DIRECTIONS FOR THIS TASK: Reproduce the part of the forum thread on drummer monitors that starts with "What do you" and goes on through "of Shure 215's.".

Singing Drummers - Monitors

whiteknightx

Silver Member
Hi guys and gals. I'm a drummer in a bar band, and I sing quite a bit. I'm curious what you guys use for monitors. The issue I have, many bars we play have tiny stages, so I'd like something that takes much less space than a big floor wedge. Lot's of times just our vocals are through the PA, so the instruments aren't mic'd so I think that rules out in ears, but I don't know for sure.

What do you use out there, there must be some people who are in similar situations to myself?
 

PorkPieGuy

Platinum Member
You could always do this:

Buy something like a Behringer Xenyx 802, and a set of Shure 215's.

Use the headphone out for your IEM's.

Run a line out from the main board into a channel on your board for your IEM's.

You could also run an ambient mic if you wanted to as well.

Photo-based referring expression data:
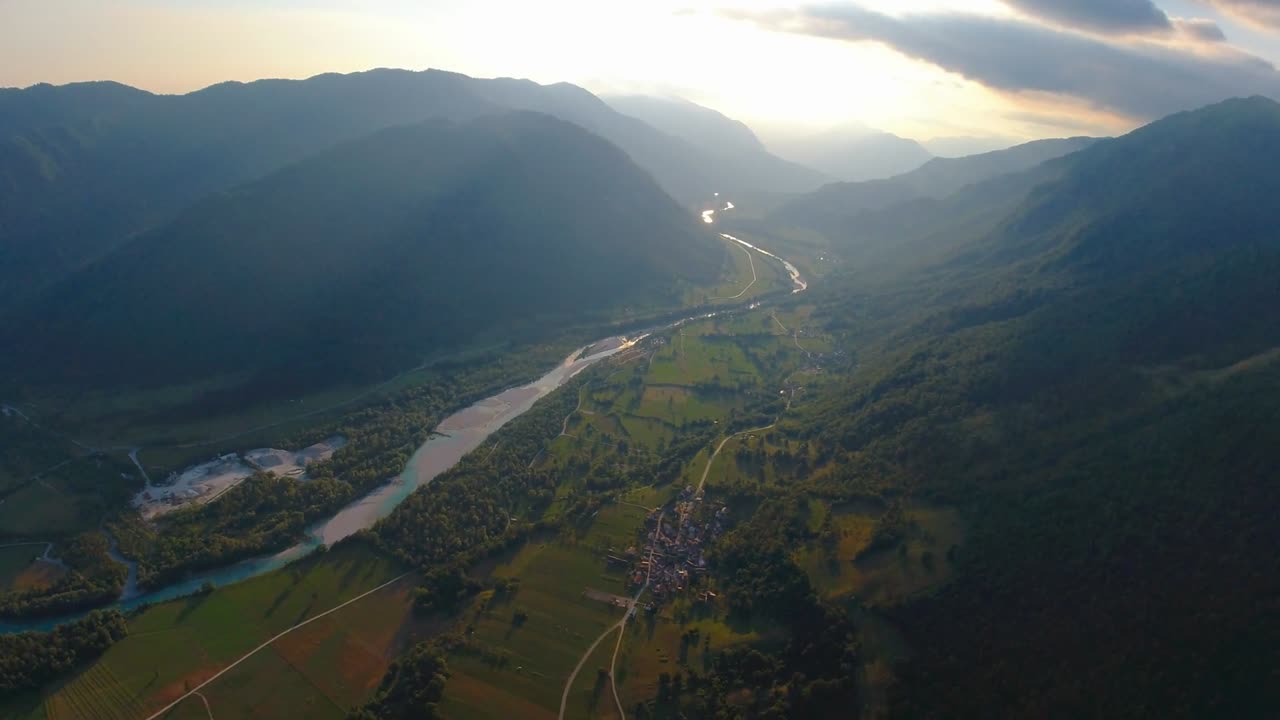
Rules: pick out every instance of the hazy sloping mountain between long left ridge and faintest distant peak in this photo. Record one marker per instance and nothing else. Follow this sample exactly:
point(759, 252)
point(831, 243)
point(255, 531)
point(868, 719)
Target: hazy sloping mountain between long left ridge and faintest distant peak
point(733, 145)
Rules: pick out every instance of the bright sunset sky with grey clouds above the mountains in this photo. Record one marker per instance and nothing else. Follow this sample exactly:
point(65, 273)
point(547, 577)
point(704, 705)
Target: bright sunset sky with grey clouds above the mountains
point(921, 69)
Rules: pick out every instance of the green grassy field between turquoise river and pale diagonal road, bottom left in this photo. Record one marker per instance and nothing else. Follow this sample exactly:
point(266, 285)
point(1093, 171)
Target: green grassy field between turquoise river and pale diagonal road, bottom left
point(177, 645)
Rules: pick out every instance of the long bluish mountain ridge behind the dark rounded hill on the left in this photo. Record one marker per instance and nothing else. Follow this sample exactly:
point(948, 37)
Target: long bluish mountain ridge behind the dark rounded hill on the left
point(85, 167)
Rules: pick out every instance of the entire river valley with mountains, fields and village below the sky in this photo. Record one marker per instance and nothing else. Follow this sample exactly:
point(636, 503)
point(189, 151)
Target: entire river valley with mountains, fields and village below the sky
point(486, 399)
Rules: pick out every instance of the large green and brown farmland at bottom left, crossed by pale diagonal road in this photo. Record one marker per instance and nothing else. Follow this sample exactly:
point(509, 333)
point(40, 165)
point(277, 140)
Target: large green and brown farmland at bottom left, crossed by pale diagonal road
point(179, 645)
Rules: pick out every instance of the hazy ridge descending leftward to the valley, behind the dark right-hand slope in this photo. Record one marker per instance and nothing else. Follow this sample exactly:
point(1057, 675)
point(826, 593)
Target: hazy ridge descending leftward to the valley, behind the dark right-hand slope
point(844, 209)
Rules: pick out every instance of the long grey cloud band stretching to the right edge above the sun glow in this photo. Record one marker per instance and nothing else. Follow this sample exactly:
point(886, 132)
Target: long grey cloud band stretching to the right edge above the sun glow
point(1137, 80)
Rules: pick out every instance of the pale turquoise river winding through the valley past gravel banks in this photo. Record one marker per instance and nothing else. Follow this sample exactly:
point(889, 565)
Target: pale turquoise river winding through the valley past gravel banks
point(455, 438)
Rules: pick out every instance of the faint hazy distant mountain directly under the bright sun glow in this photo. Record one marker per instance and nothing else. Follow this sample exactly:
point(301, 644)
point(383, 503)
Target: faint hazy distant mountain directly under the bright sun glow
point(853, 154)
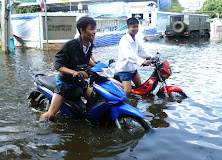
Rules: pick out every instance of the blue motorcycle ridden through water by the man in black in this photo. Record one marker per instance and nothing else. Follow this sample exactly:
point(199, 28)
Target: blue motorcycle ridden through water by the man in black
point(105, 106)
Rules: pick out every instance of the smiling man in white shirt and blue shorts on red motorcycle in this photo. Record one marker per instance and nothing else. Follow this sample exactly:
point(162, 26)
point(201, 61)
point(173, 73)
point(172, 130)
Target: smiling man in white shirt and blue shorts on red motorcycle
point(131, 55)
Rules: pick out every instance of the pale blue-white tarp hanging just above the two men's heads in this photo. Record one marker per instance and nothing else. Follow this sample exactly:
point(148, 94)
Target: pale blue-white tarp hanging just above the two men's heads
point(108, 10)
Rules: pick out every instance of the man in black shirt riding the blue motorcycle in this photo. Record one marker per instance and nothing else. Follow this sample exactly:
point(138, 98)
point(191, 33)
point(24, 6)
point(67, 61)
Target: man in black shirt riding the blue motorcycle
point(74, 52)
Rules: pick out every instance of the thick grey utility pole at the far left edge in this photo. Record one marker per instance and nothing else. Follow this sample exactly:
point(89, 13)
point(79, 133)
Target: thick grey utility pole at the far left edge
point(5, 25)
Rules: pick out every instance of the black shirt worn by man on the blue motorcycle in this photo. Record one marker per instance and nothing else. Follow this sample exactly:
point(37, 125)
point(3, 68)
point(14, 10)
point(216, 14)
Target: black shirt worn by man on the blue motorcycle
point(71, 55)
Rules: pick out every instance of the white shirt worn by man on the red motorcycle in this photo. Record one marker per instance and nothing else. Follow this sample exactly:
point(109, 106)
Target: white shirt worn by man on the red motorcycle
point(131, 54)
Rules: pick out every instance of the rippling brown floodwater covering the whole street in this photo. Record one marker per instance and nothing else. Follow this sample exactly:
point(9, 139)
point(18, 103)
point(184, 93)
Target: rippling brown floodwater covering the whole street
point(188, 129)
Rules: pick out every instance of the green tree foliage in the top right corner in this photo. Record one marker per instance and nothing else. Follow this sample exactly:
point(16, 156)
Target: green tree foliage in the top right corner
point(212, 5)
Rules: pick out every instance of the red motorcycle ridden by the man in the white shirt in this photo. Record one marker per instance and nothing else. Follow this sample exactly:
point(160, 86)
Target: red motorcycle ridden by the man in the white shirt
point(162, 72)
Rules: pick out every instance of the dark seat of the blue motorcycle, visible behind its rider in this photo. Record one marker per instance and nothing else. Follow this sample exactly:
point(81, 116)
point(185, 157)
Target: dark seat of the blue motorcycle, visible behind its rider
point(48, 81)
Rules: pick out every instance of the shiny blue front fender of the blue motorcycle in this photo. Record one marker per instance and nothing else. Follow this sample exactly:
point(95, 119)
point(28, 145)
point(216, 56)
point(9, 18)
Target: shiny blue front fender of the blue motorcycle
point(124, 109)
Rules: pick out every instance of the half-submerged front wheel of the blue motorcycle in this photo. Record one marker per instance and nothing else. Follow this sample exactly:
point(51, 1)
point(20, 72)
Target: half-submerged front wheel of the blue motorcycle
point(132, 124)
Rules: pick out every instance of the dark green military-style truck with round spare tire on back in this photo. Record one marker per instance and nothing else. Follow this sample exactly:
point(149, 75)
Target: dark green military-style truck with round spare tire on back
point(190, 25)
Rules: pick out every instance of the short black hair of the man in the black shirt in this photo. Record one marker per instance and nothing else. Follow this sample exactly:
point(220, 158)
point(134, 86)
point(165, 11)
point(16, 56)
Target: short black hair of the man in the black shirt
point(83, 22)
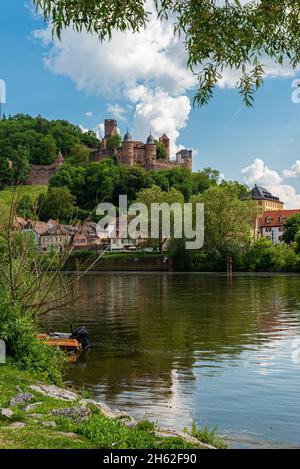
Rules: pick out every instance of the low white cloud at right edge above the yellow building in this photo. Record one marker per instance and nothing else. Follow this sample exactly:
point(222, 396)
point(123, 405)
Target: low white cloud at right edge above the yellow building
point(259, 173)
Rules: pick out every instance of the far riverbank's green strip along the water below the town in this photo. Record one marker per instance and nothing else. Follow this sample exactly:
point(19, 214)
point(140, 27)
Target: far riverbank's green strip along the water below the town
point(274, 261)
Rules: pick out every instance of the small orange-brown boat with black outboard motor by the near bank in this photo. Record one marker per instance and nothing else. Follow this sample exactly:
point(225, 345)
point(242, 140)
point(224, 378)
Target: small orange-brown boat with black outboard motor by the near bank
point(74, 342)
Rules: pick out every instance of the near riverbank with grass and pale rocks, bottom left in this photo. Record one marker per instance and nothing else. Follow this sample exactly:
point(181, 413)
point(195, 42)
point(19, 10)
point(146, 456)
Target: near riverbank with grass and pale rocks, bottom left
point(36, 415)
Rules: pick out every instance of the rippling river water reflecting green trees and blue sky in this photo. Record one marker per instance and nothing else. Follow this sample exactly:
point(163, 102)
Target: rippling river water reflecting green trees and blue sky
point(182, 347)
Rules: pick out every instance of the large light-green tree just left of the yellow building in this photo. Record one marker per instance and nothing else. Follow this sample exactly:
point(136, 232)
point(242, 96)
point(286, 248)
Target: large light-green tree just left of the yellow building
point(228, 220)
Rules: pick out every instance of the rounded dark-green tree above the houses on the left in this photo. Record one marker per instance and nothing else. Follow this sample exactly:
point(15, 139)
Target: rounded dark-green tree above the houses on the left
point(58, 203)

* * *

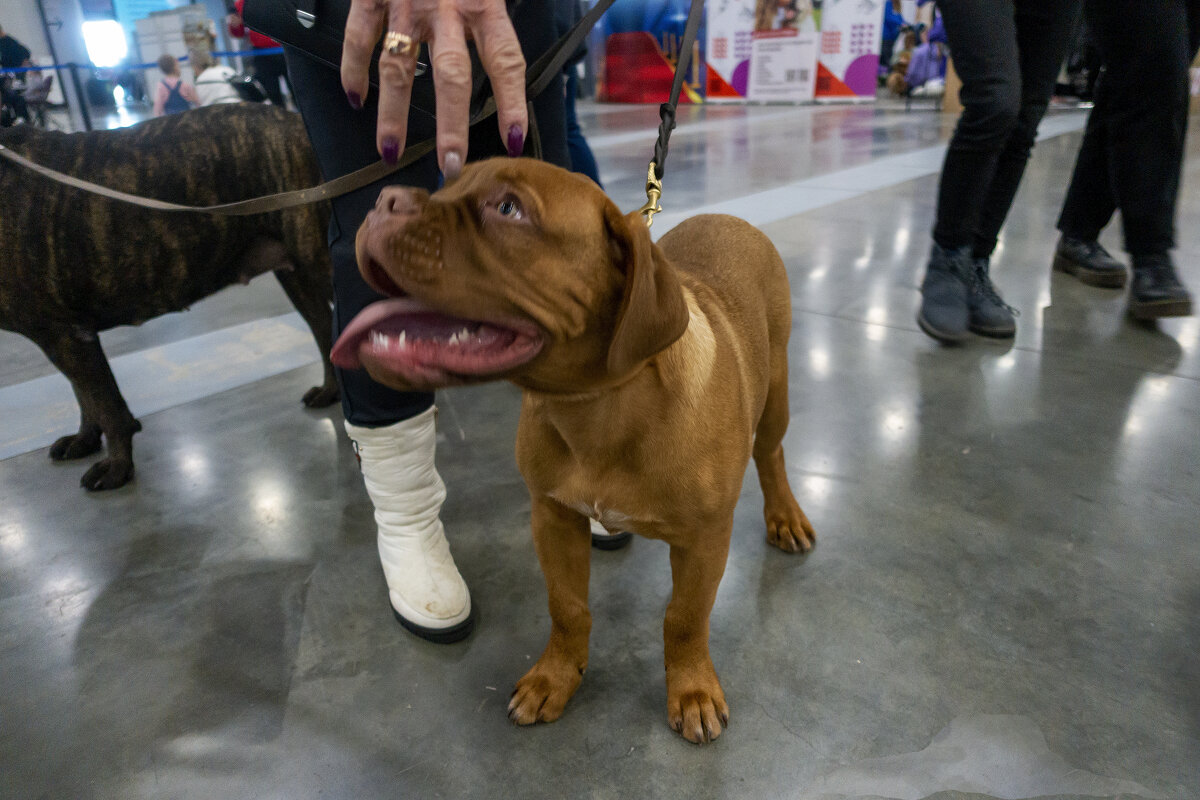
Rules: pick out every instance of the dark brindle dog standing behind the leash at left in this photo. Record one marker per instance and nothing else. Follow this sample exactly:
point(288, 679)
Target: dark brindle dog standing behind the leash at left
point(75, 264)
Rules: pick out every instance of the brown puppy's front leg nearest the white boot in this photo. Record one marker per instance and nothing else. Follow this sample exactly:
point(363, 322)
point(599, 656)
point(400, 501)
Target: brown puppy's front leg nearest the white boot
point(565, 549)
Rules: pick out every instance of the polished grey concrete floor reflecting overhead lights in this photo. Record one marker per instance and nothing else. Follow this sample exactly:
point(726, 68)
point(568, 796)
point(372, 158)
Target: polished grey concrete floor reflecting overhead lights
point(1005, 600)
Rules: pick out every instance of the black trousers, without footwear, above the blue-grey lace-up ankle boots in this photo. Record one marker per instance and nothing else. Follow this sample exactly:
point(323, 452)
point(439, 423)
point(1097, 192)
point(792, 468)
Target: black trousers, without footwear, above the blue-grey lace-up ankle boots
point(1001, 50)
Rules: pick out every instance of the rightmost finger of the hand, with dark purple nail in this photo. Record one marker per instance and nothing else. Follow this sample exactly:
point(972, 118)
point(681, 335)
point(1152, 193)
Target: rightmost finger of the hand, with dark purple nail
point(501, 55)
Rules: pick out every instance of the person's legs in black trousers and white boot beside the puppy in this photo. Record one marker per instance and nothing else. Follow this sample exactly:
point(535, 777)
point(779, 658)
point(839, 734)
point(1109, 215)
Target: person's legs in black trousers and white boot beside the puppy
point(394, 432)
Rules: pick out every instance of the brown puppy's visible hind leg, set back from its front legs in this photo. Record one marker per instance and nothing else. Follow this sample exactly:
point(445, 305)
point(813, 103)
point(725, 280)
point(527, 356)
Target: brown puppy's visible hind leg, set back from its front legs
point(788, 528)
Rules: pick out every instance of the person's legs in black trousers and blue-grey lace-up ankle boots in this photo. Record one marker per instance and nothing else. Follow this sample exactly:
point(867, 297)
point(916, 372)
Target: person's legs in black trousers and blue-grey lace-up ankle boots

EXERCISE RESULT:
What do you use out there, there must be some people who are in similar situations to myself?
 

PorkPieGuy

Platinum Member
You could always do this:

Buy something like a Behringer Xenyx 802, and a set of Shure 215's.